Gather every line in the records below that contains the word "castle".

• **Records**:
(begin)

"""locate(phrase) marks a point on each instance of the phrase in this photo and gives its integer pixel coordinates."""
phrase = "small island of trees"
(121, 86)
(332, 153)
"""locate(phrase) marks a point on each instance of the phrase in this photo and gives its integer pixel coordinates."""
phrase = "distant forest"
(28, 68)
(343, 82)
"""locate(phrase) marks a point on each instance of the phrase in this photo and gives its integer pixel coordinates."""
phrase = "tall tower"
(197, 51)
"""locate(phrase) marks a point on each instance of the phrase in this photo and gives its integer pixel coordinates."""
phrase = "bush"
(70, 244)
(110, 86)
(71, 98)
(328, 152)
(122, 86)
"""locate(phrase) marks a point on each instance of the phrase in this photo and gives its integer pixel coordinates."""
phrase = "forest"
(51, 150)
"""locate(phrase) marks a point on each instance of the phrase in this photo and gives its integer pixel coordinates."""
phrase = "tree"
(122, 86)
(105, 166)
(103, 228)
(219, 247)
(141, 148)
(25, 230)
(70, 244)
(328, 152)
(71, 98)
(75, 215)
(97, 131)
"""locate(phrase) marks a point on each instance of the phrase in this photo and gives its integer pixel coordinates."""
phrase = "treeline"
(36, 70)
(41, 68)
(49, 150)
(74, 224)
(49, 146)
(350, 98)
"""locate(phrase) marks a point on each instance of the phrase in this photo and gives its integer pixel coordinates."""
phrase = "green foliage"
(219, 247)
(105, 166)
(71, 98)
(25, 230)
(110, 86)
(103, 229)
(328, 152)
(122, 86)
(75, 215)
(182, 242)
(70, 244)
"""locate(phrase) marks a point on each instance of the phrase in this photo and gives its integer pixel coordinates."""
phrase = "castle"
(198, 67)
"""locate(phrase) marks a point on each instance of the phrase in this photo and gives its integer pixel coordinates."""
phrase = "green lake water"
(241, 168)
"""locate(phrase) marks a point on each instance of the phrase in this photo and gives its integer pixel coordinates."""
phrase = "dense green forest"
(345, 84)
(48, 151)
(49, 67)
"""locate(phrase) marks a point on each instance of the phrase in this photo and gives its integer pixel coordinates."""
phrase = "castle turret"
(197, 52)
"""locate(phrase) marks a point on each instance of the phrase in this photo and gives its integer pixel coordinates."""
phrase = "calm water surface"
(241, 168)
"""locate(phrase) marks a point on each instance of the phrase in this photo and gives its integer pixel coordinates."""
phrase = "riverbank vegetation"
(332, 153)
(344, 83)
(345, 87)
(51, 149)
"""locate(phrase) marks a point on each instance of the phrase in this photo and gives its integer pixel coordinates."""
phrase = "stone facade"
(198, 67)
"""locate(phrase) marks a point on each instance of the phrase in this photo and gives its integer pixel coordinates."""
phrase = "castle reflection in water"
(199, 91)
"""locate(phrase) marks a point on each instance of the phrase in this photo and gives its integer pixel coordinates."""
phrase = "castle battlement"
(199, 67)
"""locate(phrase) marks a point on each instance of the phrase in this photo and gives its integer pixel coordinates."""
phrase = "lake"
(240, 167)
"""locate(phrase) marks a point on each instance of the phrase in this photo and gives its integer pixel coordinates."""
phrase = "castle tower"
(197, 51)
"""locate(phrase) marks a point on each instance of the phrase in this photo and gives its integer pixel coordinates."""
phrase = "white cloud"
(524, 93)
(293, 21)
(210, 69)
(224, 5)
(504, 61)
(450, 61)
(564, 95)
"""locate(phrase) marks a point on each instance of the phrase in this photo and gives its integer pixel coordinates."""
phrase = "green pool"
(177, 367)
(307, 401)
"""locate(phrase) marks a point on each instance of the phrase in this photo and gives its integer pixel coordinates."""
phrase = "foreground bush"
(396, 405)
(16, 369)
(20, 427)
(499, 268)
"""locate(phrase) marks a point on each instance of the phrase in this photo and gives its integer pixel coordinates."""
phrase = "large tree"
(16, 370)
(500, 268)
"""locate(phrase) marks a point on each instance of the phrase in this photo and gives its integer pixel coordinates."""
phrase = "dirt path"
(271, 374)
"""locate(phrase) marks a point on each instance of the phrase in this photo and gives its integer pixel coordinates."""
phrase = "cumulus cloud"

(end)

• **TASK RESPONSE**:
phrase = "castle"
phrase = "castle turret"
phrase = "castle reflection in water"
phrase = "castle battlement"
phrase = "castle tower"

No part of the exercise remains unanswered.